What you have to do: Convert every line of the material below into a JSON list of strings, one string per line, skipping any blank lines.

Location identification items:
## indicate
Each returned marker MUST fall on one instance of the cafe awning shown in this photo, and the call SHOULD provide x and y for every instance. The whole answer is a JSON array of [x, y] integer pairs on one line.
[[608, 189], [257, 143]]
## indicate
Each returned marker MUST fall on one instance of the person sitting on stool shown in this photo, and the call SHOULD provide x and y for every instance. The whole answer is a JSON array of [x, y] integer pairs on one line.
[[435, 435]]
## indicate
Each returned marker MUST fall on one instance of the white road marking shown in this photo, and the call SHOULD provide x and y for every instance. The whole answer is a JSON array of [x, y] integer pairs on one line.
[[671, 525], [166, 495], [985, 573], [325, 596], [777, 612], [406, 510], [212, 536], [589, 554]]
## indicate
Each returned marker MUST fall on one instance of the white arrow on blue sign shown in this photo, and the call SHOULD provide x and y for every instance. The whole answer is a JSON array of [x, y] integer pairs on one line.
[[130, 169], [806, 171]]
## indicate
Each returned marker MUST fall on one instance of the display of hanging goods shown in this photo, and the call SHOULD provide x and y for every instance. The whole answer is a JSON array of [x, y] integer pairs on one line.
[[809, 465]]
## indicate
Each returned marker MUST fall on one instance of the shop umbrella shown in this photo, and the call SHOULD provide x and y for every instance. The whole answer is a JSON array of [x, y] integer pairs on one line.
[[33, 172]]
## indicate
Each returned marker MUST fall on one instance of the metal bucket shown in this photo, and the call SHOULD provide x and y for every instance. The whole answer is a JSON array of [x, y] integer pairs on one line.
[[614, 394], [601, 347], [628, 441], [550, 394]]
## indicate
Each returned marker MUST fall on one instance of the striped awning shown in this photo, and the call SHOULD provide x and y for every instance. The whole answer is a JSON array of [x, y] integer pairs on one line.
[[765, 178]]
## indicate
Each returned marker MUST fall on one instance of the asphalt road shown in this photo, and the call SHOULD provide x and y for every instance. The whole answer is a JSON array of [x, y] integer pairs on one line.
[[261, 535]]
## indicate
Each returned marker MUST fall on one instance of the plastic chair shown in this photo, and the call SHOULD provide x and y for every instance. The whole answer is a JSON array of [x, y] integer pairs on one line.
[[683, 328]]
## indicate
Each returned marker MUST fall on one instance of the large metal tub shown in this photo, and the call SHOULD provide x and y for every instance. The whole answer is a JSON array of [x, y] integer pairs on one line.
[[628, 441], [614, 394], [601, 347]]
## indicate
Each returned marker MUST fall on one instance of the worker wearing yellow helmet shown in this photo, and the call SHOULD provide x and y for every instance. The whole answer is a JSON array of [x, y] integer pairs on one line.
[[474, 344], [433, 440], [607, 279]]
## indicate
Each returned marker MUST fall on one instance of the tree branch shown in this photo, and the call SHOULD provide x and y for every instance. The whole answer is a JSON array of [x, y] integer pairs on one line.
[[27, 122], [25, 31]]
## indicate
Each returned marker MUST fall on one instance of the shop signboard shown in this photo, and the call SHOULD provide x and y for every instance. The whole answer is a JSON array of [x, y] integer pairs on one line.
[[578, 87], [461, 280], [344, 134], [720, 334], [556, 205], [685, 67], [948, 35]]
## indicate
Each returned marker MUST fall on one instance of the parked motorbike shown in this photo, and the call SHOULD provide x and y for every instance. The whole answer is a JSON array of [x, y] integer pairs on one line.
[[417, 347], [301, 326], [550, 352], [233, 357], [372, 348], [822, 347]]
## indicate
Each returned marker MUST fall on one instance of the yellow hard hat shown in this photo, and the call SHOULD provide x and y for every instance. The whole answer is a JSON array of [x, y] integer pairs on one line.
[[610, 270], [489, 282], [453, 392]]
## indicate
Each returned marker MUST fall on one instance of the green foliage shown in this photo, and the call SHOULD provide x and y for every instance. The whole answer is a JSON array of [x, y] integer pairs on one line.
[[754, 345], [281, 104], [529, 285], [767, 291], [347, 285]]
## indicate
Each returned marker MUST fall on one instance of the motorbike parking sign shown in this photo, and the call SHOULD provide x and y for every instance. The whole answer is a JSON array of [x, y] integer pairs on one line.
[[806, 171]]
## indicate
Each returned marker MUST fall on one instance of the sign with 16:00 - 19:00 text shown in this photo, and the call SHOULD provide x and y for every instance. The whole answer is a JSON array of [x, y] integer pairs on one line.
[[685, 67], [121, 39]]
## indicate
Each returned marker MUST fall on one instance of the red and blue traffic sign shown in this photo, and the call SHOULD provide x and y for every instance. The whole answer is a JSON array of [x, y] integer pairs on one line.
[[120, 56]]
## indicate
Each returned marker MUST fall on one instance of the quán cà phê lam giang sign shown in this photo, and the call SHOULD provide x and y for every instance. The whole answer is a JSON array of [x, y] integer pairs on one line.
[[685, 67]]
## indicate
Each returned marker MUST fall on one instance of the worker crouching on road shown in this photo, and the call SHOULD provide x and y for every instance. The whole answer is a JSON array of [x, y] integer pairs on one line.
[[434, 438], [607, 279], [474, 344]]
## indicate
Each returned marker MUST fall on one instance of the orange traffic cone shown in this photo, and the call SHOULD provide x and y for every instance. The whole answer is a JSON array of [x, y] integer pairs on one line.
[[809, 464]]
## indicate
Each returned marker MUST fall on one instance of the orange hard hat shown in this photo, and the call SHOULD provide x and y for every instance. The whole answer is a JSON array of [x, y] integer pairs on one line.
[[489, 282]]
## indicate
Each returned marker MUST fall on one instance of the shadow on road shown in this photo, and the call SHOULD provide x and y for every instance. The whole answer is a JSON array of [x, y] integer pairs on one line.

Complete response:
[
  "## indicate",
  "Each returned marker MUST fall on one instance of the cafe awning shown in this photo, and the call SHOULD provide x and y for every instance. The whole answer is a JSON array of [x, y] integer pairs on one line.",
  "[[608, 189], [257, 143]]",
  "## indicate",
  "Each returned marker MUST fall on one instance of the person sitting on stool shown in this photo, and the call SHOULD provide x and y for every instance. The whole answer is a JSON array of [x, y] integer pairs on one line.",
  "[[435, 435]]",
  "## indicate",
  "Each returned marker MUST fall on one instance of the white road marking shown in this photo, and the call SHOULD provide x and y for every instance. The whole answer is a JSON array of [x, y] integer pairs on one line.",
  "[[671, 525], [166, 495], [985, 573], [325, 596], [777, 612], [406, 510], [212, 536], [589, 554]]",
  "## indicate",
  "Each returned marker MUST fall on one instance of the white arrow on blue sign shown in this photo, and the call SHOULD provide x and y for every instance. The whole answer is a JSON array of [x, y] integer pairs on one line.",
  "[[130, 169], [806, 171]]",
  "## indicate",
  "Each returned marker MUST fall on one instance of the display of hanging goods shown in this photo, and the call SHOULD provide x and y for every instance. The whole answer is a JSON array of [x, y] integer pairs on one line.",
  "[[809, 465]]",
  "## indicate",
  "Each returned marker MUST fall on one instance of the shop umbrella shown in this photo, and the call SHOULD provide x and y for every instance. The whole answer is a JSON array of [x, y] integer pairs on one line.",
  "[[33, 172]]",
  "## indicate",
  "Each returned marker MUST fall on one instance of the metal bucket shown in this photo, and the call SHOULD provide x and y for every instance. The whole answer is a JSON array of [x, y] integer pairs on one line.",
  "[[614, 394], [601, 347], [628, 441], [550, 394]]",
  "## indicate",
  "Each returned marker MUST fall on one instance of the striped awning shown in this photo, and the call SHOULD provide x and y for every instance. The whole answer is a JSON array of [x, y] integer pairs on one line.",
  "[[765, 178]]",
  "## indicate",
  "Each returned marker MUST fall on one instance of the asphalt road shown in this photo, and the call SHOULD provide x and y for every instance. The whole answer is a JSON array of [x, y] integer pairs on one line.",
  "[[261, 535]]",
  "## indicate",
  "Each returned marker MUST fall on one instance of the plastic chair shown in this photo, and the call SHOULD provide x and y for every instance. The whole answer is a JSON array of [x, y] integer pairs on one line.",
  "[[683, 328]]",
  "## indicate",
  "Each returned marker MUST fall on one instance of the large metal tub shown in this photo, and the call SHOULD provide x and y for every instance. The whole answer is a JSON array of [x, y] integer pairs on one line.",
  "[[628, 441], [614, 394], [601, 347]]",
  "## indicate",
  "Each returned marker MUST fall on one instance of the worker wearing yellow helmet shown in this photo, and the call SHOULD provide x and y for every instance. The whole answer is a JSON array of [x, y] integer pairs on one line.",
  "[[474, 344], [433, 440], [607, 279]]",
  "## indicate",
  "Each returned marker MUST fall on one instance of the tree branch shown in this photo, and the call SHOULD provide x and y for every instance. The whole answer is a JSON array of [x, y] integer pairs on one line.",
  "[[27, 122], [25, 31]]",
  "## indicate",
  "Each returned marker MUST fall on one instance of the shop signboard shown in this photo, and the call SHOULD provide x and y for every instance. The whole answer is a JSON array of [x, y] integer pairs on one line.",
  "[[578, 87], [461, 280], [344, 134], [720, 334], [556, 205], [685, 67], [948, 35]]",
  "## indicate",
  "Each returned marker MUST fall on one instance of the parked motorbike shown in this photo, and the call SHOULD provide x and y for every instance. The whole answer is a JSON array of [x, y] integer pairs on one line.",
  "[[417, 347], [301, 326], [550, 352], [233, 357], [372, 348], [822, 347]]",
  "## indicate",
  "Each returned marker MUST fall on one instance of the yellow hard hat shown in this photo, and the call SHOULD provide x and y for every instance. The whole answer is a JSON array of [x, y] integer pairs on one line.",
  "[[610, 270], [489, 282], [453, 392]]",
  "## indicate",
  "Each returned marker MUST fall on one instance of the green foliage shown in this photo, and the call SHOULD provide x and y for every instance. The whole answer is a JSON array of [x, y] integer pairs on one line.",
  "[[754, 345], [281, 104], [529, 285], [767, 291], [347, 285]]",
  "## indicate",
  "Each returned marker MUST fall on one instance of the motorbike parking sign shown in this photo, and the call SHOULD provide x and y for every instance. The whole answer is a JSON array of [x, y] integer pairs on one line.",
  "[[806, 171]]",
  "## indicate",
  "Each returned marker MUST fall on one instance of the sign with 16:00 - 19:00 text shown in this photo, and the call SHOULD provide x and y for every instance. The whole answer is a JSON array of [x, y] integer pairs on one line.",
  "[[685, 67], [121, 39]]",
  "## indicate",
  "Each returned marker MUST fall on one instance of the red and blue traffic sign shown in this photo, and the call SHOULD provide x and y for every instance. The whole answer is a JSON array of [x, y] integer pairs on one line.",
  "[[120, 56]]",
  "## indicate",
  "Each returned marker MUST fall on one instance of the quán cà phê lam giang sign shown in this photo, and the call SHOULD provide x and y for every instance. The whole answer is a JSON array of [x, y] integer pairs on one line.",
  "[[685, 67]]",
  "## indicate",
  "Each returned marker MUST fall on one instance of the worker crouching on road shown in this photo, and the call SHOULD provide x and y for every instance. The whole answer is a JSON array of [x, y] integer pairs on one line.",
  "[[434, 438], [607, 279], [474, 344]]",
  "## indicate",
  "Each returned marker MUST fall on one instance of the orange traffic cone shown in this photo, and the call SHOULD provide x and y for every instance. The whole answer is a JSON array of [x, y] integer pairs on one line.",
  "[[809, 464]]",
  "## indicate",
  "Each returned marker MUST fall on one instance of the orange hard hat shown in this photo, and the call SHOULD provide x and y for every instance. The whole answer is a JSON array of [x, y] integer pairs on one line.",
  "[[489, 282]]",
  "## indicate",
  "Each returned marker MUST fall on one instance of the shadow on road shown in this photo, and the call SHOULD provide x and y for every instance. The whole answer is a JSON array of [x, y] integer pairs on one line."
]